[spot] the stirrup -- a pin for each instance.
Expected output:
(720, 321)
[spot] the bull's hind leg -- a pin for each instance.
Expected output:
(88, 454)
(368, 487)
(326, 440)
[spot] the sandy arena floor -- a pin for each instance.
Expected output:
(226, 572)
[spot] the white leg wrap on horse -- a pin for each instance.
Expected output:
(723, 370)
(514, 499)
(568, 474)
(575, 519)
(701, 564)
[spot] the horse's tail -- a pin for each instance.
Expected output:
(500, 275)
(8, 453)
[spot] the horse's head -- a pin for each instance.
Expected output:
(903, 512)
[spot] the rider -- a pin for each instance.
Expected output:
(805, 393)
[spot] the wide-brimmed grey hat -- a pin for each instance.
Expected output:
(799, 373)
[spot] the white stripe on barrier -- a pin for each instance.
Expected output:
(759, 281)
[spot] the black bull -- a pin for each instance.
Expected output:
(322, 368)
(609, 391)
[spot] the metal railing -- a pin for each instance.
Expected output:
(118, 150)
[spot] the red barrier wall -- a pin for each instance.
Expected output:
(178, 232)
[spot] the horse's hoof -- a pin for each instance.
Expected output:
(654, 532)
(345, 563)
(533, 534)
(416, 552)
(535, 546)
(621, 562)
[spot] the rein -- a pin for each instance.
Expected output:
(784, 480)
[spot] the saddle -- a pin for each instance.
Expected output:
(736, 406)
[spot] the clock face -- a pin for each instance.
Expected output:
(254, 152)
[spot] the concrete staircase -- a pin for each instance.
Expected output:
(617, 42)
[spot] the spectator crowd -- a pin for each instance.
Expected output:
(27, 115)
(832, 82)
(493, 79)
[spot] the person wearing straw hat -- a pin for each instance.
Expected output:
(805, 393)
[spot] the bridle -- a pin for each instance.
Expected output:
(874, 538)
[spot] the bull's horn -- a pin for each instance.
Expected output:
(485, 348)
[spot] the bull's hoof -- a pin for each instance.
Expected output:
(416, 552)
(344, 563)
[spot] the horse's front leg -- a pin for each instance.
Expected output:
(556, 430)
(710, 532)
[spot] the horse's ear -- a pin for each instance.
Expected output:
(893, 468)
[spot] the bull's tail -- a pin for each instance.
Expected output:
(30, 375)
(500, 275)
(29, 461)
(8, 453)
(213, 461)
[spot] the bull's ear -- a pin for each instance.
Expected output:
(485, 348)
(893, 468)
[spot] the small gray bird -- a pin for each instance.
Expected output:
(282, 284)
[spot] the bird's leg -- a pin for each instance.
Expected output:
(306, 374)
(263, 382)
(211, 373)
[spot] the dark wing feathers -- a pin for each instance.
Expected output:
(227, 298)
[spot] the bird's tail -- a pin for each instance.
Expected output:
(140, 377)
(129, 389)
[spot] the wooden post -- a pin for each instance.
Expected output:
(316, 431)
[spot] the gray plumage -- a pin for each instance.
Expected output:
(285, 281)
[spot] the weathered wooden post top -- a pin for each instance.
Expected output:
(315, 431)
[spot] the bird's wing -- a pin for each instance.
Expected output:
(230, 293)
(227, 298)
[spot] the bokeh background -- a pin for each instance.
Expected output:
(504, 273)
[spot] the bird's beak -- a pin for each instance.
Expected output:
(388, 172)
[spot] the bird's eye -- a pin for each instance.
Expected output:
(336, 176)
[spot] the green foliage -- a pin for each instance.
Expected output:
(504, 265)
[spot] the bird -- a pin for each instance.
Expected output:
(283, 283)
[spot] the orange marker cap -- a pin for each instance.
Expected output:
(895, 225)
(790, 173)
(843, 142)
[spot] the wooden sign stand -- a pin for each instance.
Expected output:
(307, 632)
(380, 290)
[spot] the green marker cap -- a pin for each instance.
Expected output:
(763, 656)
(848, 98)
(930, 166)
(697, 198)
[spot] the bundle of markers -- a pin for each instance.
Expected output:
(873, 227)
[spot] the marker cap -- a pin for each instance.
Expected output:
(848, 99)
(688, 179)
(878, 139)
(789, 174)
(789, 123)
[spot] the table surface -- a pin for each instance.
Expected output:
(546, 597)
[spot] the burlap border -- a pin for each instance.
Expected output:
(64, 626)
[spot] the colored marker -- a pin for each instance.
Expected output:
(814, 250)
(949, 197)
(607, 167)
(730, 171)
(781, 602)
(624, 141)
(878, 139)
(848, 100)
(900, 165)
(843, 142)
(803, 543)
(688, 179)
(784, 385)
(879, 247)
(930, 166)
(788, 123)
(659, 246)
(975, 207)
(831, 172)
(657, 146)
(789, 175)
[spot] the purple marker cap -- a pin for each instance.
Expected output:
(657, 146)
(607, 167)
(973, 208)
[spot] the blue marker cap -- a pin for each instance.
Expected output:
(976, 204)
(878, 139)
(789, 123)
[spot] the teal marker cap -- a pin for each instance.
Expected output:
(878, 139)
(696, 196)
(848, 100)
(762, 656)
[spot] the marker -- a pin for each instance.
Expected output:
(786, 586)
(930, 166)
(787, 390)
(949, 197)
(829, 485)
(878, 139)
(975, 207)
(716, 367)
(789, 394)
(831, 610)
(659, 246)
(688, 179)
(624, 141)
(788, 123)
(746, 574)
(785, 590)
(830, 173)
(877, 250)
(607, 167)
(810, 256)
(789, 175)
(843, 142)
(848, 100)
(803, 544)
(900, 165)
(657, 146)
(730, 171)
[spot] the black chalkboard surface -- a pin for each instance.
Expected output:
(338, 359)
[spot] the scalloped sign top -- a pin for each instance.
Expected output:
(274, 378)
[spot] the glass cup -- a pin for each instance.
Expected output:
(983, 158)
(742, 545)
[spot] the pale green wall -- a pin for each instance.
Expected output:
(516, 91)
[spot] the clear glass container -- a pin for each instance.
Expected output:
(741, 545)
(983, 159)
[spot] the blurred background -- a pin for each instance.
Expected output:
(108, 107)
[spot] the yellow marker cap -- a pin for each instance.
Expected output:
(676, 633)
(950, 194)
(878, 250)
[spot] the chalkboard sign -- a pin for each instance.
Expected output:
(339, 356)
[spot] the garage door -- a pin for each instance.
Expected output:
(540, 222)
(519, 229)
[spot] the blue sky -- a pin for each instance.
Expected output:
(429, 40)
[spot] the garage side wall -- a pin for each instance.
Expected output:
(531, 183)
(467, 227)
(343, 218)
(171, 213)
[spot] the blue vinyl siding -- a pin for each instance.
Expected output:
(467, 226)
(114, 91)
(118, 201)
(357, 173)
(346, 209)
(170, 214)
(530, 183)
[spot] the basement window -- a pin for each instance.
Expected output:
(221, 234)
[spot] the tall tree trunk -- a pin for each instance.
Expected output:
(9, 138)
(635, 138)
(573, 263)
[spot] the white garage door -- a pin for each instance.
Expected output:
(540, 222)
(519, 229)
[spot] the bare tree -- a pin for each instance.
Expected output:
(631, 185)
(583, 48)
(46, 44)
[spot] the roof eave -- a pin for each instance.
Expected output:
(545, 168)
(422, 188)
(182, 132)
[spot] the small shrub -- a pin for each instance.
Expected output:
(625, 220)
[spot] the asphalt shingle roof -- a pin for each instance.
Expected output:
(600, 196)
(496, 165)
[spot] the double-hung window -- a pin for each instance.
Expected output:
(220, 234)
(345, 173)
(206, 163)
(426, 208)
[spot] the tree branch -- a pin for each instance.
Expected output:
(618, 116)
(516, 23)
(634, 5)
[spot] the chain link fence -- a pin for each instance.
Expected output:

» The problem
The answer must be the data above, repeated exactly as it stands.

» Exercise solution
[spot] the stirrup -- a pin for each instance.
Expected output:
(720, 321)
[spot] the bull's hind leg -- a pin for each instance.
Expected output:
(88, 454)
(368, 487)
(326, 440)
[spot] the sandy arena floor -- a pin for each instance.
Expected output:
(226, 572)
[spot] the white leg wrap on horse -- a pin for each instance.
Expected output:
(723, 370)
(514, 499)
(568, 474)
(575, 519)
(701, 564)
[spot] the horse's tail -- a pin for each instance.
Expected output:
(500, 275)
(8, 453)
[spot] the horse's head -- a pin for each instance.
Expected output:
(903, 512)
[spot] the rider -- a pin for each instance.
Expected output:
(805, 393)
[spot] the wide-brimmed grey hat -- a pin for each instance.
Expected output:
(799, 373)
[spot] the white stripe on barrier -- a pin for each instance.
Expected output:
(759, 281)
[spot] the black bull -- a pin for each instance.
Expected output:
(322, 368)
(609, 391)
[spot] the metal railing -- a pin for each instance.
Expected output:
(118, 150)
[spot] the red barrier wall -- a pin for each instance.
Expected output:
(178, 232)
[spot] the horse's hoof -- a pin for each instance.
Expected output:
(654, 532)
(345, 563)
(533, 534)
(416, 552)
(535, 546)
(621, 562)
[spot] the rein -- a pin for each instance.
Expected output:
(784, 480)
[spot] the saddle -- a pin for each instance.
Expected output:
(736, 406)
[spot] the clock face -- a pin for each instance.
Expected output:
(254, 152)
[spot] the concrete staircase -- a pin for each instance.
Expected output:
(617, 42)
[spot] the spectator crowd -- a pin for each instance.
Expected output:
(27, 115)
(832, 82)
(493, 79)
[spot] the person wearing straw hat -- a pin for each instance.
Expected output:
(805, 393)
[spot] the bridle -- a pin for each instance.
Expected output:
(874, 538)
[spot] the bull's horn -- a pin for each instance.
Expected output:
(485, 348)
[spot] the bull's hoof -- a pin for each instance.
Expected output:
(416, 552)
(344, 563)
[spot] the horse's front leg -- a pin for each instance.
Expected output:
(556, 430)
(710, 532)
[spot] the horse's ear -- a pin for each instance.
Expected output:
(893, 468)
[spot] the bull's tail -- a pin for each instance.
Expected output:
(30, 375)
(500, 275)
(29, 461)
(8, 453)
(213, 461)
[spot] the bull's ear -- a pin for each instance.
Expected output:
(485, 348)
(893, 468)
[spot] the small gray bird -- a pin for each instance.
Expected output:
(282, 284)
[spot] the bird's leg -- a pin for each instance.
Expected output:
(306, 374)
(263, 382)
(211, 373)
[spot] the dark wing feathers -- a pin for each instance.
Expected output:
(227, 298)
[spot] the bird's tail -- a pin for each instance.
Expected output:
(140, 377)
(129, 389)
[spot] the wooden post -- a pin for each instance.
Expected output:
(316, 431)
[spot] the gray plumage -- a pin for each instance.
Expected output:
(285, 281)
[spot] the weathered wooden post top -- a pin for each instance.
Expected output:
(315, 431)
[spot] the bird's wing -- a pin for each instance.
Expected output:
(230, 293)
(227, 298)
[spot] the bokeh background -- a pin for each instance.
Expected output:
(504, 273)
[spot] the bird's beak -- a pin for each instance.
Expected output:
(388, 172)
[spot] the bird's eye -- a pin for each instance.
Expected output:
(336, 176)
[spot] the green foliage -- a pin for each instance.
Expected output:
(504, 265)
[spot] the bird -- a pin for each instance.
Expected output:
(283, 283)
[spot] the orange marker cap -- a pin for each instance.
Expected output:
(895, 225)
(790, 173)
(843, 142)
[spot] the wooden sign stand -- a pin for each instance.
Expected output:
(307, 632)
(380, 290)
[spot] the green marker cap -- a pin for each instance.
Expected output:
(763, 656)
(848, 98)
(930, 166)
(697, 198)
[spot] the bundle of markers -- a pin for each instance.
Expected output:
(873, 227)
[spot] the marker cap -- a pin for each instance.
Expected output:
(848, 99)
(688, 179)
(878, 139)
(789, 174)
(789, 123)
[spot] the table surface -- a pin for each instance.
Expected output:
(546, 597)
[spot] the burlap border -- a pin for each instance.
Expected output:
(64, 626)
[spot] the colored marker -- a pin for each instance.
Expected output:
(814, 250)
(949, 197)
(607, 167)
(730, 171)
(781, 602)
(624, 141)
(878, 139)
(848, 100)
(900, 165)
(843, 142)
(803, 543)
(688, 179)
(784, 385)
(879, 247)
(930, 166)
(788, 123)
(659, 246)
(975, 207)
(831, 172)
(657, 146)
(789, 175)
[spot] the purple marker cap -- a pin for each instance.
Expected output:
(657, 146)
(607, 167)
(973, 208)
[spot] the blue marker cap -- a pin for each instance.
Expected output:
(976, 204)
(878, 139)
(789, 123)
[spot] the teal marker cap -- a pin for each instance.
Expected output:
(878, 139)
(696, 196)
(848, 100)
(762, 656)
[spot] the marker -- a pin for each instance.
Expected output:
(786, 586)
(930, 166)
(787, 390)
(949, 197)
(829, 485)
(878, 139)
(975, 207)
(716, 367)
(789, 394)
(831, 610)
(659, 246)
(688, 179)
(624, 141)
(788, 123)
(746, 574)
(785, 590)
(830, 173)
(877, 250)
(607, 167)
(810, 256)
(789, 175)
(843, 142)
(848, 100)
(803, 544)
(900, 165)
(657, 146)
(730, 171)
[spot] the black chalkboard surface -- a pin for each instance.
Expected output:
(338, 359)
[spot] the scalloped sign top -- a pin for each instance.
Expected output:
(274, 378)
[spot] the glass cup -- a pin for each instance.
Expected output:
(983, 158)
(742, 545)
[spot] the pale green wall -- a pin for each instance.
Expected output:
(516, 91)
[spot] the clear glass container -- a pin for each instance.
Expected output:
(741, 545)
(983, 159)
[spot] the blurred background -- a pin for each instance.
Expected output:
(108, 107)
[spot] the yellow marker cap -- a pin for each instance.
Expected output:
(676, 633)
(950, 194)
(878, 250)
[spot] the chalkboard sign -- a pin for each instance.
Expected output:
(339, 356)
[spot] the garage door -- a pin for each instance.
Expected output:
(540, 222)
(519, 229)
[spot] the blue sky -- a pin for each instance.
Expected output:
(429, 40)
[spot] the garage side wall -- a pin for each instance.
Expected output:
(531, 183)
(467, 227)
(343, 218)
(171, 213)
[spot] the blue vinyl siding -- a pin for each instance.
Expected output:
(467, 226)
(114, 91)
(118, 201)
(357, 173)
(346, 209)
(170, 214)
(530, 183)
[spot] the basement window -- a pin for each instance.
Expected output:
(221, 234)
[spot] the tall tree trunk -- a pin for each instance.
Expected output:
(9, 138)
(635, 138)
(573, 263)
[spot] the white garage door -- a pin for each instance.
Expected output:
(540, 222)
(519, 229)
[spot] the bare tree -- a pin for each instance.
Expected output:
(631, 185)
(583, 48)
(46, 44)
[spot] the roof eave -- a pin for each instance.
Expected output:
(545, 168)
(422, 188)
(182, 132)
[spot] the small shrub -- a pin for each instance.
Expected output:
(625, 220)
[spot] the asphalt shingle roof -- a pin for each instance.
Expected output:
(600, 196)
(496, 165)
[spot] the double-hung window -- a pin for each instance.
Expected output:
(220, 234)
(345, 173)
(206, 163)
(426, 208)
[spot] the tree branch -- a pin for each instance.
Expected output:
(618, 116)
(516, 23)
(634, 5)
[spot] the chain link fence -- a pin for each instance.
Expected output:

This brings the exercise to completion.